_Stated exercise 1_. Translate this sentence from the visa advice into Spanish: "I have to re-new my visa every two years and it is a huge headache, but totally possible."
_Stated exercise 2_. Reproduce the stretch of the visa advice from "Your Visa situation" through "frustrating at times.".

_Text_.
Congratulations on 3 months sober, though it sounds as if you are drinking now. If that is the case I hope you can take a moment to stop and re-think that decision.
Your Visa situation sounds like a mess. I do understand very well how risky it can be. I know of a young man from India who remained inside or at least on the property where he was living for over 5 years because he did not have his papers in order and if caught would have been in a lot of trouble. I also help out a group of refugees who are here without any official documents and while we have it sorted now to where they have some sort of ID and can thus be out and about, they are living very much "on the margins" of society and it is a really disheartening situation for them. We have endless appointments with the government officials and lawyers and it can get so frustrating at times.
I am not sure what country you are in and which one you are from, so it is hard to offer specific advice. However, I do know from my own experience getting a visa and helping these other people that you just kind of have to jump in and start. There is so much paperwork and photographs and fingerprints and documents and this and that but if you slowly, each day, make some forward progress eventually you can get to the end of it. For example the Indian man I mentioned above, it took him several years but he is now completely legal and official, has a car, has a daughter in school here, leaves the house whenever he wants. I have to re-new my visa every two years and it is a huge headache, but totally possible.
Another thing to remember is that "no" is hardly ever no. There are a series of appeals and processes you can go through to fight. Also, having children there is a big factor in your favour. While you don't want to be out and about with absolutely no paperwork or permission to be there, once you start the process you start to have more freedoms. In addition, just having an open case of appeal buys you some time, Several of the refugees I help are living that way. They get a "no", appeal, and then have another several years of safety. It is not idea, but can buy you some time. It is very highly unlikely the government of where you are is going to collect you, pay for your airfare to send you back to where you came from. Think about it that way, it would be an incredible amount of work and money on their part to send you back. In the end it is easier for them to shuffle through the paperwork of your application.

All this said, it is a LOT of work and a lot of stuff to organise and remember and dealing with it while drinking would make it enormously more difficult.

I really feel for your situation. it is scary, sad, frustrating and you feel like no where is home. But this is no way to live. You can find independence and freedom but only if you start putting one foot in front of the other and move towards a legal, legitimate life where you are.

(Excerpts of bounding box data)
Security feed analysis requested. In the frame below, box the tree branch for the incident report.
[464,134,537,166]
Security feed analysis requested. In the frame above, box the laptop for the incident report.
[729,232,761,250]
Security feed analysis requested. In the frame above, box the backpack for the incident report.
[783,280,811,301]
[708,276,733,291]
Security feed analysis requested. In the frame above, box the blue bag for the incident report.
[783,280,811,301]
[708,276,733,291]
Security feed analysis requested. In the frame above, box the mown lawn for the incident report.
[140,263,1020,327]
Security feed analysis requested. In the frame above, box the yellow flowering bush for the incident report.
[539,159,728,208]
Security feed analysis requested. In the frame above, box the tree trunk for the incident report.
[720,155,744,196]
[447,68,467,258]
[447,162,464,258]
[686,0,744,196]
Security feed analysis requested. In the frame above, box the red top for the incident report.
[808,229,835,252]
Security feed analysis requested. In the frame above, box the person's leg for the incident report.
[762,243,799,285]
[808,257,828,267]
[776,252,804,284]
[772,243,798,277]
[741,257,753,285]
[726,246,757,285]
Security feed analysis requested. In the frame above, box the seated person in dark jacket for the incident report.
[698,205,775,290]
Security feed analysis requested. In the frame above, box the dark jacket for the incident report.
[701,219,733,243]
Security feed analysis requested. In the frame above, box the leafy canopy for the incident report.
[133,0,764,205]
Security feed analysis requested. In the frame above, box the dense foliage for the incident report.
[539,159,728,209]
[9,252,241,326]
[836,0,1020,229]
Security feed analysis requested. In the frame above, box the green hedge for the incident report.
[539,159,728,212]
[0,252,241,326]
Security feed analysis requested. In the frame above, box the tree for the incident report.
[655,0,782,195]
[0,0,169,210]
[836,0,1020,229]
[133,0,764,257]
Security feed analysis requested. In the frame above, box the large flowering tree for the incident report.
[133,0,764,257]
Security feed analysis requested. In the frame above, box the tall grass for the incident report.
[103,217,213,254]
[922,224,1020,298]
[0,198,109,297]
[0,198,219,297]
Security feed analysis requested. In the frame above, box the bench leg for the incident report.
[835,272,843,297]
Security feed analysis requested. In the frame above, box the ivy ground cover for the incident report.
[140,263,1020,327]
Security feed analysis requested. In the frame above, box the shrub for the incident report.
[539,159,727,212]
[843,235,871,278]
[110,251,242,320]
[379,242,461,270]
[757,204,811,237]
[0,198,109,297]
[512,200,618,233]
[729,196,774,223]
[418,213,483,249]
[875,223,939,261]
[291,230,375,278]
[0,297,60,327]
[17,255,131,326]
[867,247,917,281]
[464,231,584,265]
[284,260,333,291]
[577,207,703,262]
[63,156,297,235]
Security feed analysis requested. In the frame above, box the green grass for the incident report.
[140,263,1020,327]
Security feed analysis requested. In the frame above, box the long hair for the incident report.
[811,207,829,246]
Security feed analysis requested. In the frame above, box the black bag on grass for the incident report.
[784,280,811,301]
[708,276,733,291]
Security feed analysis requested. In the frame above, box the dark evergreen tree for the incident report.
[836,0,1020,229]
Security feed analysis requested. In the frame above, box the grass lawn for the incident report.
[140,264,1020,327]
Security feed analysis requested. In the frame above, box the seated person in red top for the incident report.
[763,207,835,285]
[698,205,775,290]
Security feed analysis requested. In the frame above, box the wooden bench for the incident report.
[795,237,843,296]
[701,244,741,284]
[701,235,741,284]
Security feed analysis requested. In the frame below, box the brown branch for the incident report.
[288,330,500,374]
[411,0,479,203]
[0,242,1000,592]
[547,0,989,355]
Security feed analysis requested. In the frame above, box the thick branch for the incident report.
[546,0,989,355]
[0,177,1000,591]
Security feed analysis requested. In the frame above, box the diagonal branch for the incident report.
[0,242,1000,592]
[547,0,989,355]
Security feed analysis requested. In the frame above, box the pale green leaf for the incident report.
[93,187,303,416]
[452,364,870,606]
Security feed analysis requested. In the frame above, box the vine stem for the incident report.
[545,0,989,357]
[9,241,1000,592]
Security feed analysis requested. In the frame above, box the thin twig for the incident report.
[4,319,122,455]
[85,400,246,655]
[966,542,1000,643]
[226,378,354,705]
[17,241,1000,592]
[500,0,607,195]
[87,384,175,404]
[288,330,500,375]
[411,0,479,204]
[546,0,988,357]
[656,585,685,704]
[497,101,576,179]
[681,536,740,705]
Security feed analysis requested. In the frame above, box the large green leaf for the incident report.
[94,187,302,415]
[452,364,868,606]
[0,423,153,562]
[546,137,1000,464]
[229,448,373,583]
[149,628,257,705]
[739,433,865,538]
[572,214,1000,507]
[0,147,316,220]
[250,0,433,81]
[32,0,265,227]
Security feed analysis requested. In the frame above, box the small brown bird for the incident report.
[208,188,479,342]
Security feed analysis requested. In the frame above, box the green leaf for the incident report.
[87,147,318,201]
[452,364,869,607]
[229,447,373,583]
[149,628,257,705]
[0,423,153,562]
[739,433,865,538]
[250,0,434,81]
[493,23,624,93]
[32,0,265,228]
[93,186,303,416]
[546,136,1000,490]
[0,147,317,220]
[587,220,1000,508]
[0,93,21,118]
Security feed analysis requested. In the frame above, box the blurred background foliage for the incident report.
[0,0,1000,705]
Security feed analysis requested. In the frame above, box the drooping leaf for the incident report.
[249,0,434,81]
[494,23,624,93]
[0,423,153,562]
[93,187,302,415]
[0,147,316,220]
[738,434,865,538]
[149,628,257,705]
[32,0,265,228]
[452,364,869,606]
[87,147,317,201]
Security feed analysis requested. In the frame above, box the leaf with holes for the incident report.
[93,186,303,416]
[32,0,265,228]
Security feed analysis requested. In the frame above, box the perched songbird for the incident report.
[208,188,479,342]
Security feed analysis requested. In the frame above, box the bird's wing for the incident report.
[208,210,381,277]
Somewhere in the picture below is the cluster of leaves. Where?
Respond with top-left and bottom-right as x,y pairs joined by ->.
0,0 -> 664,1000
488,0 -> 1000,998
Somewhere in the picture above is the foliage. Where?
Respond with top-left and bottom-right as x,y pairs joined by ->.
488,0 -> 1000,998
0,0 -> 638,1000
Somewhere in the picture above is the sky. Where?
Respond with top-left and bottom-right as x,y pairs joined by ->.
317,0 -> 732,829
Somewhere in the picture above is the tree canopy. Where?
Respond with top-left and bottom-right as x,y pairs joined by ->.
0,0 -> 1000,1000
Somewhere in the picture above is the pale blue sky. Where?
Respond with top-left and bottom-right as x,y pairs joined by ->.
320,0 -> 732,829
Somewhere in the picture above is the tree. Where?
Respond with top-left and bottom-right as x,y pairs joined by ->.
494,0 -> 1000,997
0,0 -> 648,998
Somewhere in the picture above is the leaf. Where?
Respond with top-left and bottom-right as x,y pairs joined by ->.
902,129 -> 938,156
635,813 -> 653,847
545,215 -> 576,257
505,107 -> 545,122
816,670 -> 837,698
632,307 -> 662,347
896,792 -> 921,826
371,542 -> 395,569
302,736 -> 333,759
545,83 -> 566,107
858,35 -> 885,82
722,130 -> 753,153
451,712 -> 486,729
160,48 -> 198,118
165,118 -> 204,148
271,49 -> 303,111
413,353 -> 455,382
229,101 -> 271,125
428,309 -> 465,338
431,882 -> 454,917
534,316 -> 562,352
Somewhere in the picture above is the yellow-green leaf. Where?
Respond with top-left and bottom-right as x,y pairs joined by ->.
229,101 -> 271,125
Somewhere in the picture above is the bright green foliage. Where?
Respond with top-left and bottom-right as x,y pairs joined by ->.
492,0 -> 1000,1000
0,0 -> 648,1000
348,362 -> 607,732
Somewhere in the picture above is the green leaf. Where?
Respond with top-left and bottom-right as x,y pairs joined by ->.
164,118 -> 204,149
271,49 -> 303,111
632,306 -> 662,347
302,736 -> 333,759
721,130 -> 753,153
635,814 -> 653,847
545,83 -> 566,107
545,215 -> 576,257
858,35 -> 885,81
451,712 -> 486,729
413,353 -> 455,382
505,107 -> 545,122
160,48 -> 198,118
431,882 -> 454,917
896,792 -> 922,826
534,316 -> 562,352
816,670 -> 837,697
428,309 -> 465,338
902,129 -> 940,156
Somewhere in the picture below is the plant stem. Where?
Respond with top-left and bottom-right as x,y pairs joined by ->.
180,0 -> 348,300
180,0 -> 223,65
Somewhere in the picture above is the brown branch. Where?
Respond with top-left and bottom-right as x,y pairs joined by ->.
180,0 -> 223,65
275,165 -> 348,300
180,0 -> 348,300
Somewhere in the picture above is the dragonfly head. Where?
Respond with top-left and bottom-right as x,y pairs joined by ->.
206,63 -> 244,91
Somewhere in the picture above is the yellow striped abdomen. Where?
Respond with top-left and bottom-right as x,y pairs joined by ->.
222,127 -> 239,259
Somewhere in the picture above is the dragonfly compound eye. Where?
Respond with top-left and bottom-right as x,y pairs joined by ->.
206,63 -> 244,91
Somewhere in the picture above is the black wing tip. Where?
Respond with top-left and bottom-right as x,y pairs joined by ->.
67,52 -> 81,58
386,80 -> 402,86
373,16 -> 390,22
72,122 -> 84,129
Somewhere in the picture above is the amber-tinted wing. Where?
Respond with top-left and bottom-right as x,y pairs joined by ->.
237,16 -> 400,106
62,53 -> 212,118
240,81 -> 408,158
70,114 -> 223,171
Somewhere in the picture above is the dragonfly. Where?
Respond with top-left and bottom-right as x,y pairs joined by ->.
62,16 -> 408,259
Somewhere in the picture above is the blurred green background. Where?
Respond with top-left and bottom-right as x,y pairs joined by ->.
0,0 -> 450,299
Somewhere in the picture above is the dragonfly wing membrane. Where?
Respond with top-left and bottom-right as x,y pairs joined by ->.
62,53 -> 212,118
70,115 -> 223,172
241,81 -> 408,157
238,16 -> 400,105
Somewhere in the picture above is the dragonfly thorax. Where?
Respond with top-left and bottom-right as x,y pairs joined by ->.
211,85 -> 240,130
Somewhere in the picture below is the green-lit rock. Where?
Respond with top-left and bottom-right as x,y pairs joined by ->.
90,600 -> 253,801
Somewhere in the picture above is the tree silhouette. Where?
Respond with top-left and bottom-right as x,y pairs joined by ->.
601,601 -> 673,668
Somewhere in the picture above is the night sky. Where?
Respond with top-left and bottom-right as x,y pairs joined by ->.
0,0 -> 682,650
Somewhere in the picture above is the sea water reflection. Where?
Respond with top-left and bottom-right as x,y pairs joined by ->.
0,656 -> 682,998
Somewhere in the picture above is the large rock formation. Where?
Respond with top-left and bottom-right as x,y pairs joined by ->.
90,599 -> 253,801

_Exercise answer 1_. Tengo que renovar mi visa cada dos años y es un gran dolor de cabeza, pero totalmente posible.

_Exercise answer 2_.
Your Visa situation sounds like a mess. I do understand very well how risky it can be. I know of a young man from India who remained inside or at least on the property where he was living for over 5 years because he did not have his papers in order and if caught would have been in a lot of trouble. I also help out a group of refugees who are here without any official documents and while we have it sorted now to where they have some sort of ID and can thus be out and about, they are living very much "on the margins" of society and it is a really disheartening situation for them. We have endless appointments with the government officials and lawyers and it can get so frustrating at times.